What is required: Give the entries below again, word for word, and leave out the images.

Source material:
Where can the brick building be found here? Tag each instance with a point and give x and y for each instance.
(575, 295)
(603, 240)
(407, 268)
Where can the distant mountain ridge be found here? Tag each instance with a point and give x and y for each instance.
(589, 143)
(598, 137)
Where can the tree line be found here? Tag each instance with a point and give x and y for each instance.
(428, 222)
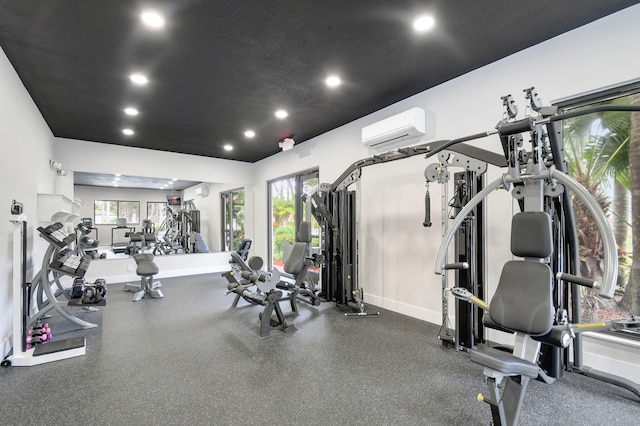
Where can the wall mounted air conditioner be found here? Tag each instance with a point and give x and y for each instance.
(395, 129)
(202, 191)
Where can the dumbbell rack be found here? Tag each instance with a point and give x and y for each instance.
(42, 353)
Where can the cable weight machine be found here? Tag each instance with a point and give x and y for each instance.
(335, 208)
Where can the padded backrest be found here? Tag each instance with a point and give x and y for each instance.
(304, 232)
(296, 261)
(531, 235)
(297, 257)
(523, 299)
(236, 258)
(244, 248)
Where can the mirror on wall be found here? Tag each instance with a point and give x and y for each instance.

Solution:
Where can the brick building be found here? Tag each instance with a point and give x and y for each instance.
(575, 295)
(603, 240)
(407, 268)
Where can the distant mountain ridge be found here? Tag each instance with a point and give x and y for each instance.
(589, 143)
(598, 137)
Where can the tree line be found here? Tag each instance with a point and give x and y for each instance.
(428, 222)
Where can the wall mounted air conditioner be found here? Tag each instance with a point and give x and y for each instance.
(395, 129)
(202, 191)
Where can the dumbbell rack be found here? Tag each instance with a point and give x and y for each instance.
(42, 353)
Where can the cable weight machine be found here? Tag each instance with a point and give x and y for each instance.
(335, 208)
Where can the padded backrest be found here? Tag each instance with a point and give x and y for each instance.
(304, 232)
(296, 261)
(531, 235)
(297, 257)
(523, 299)
(236, 258)
(244, 248)
Where can the mirror on wall be found here? Tag each instance with a point and give x and y for each instance.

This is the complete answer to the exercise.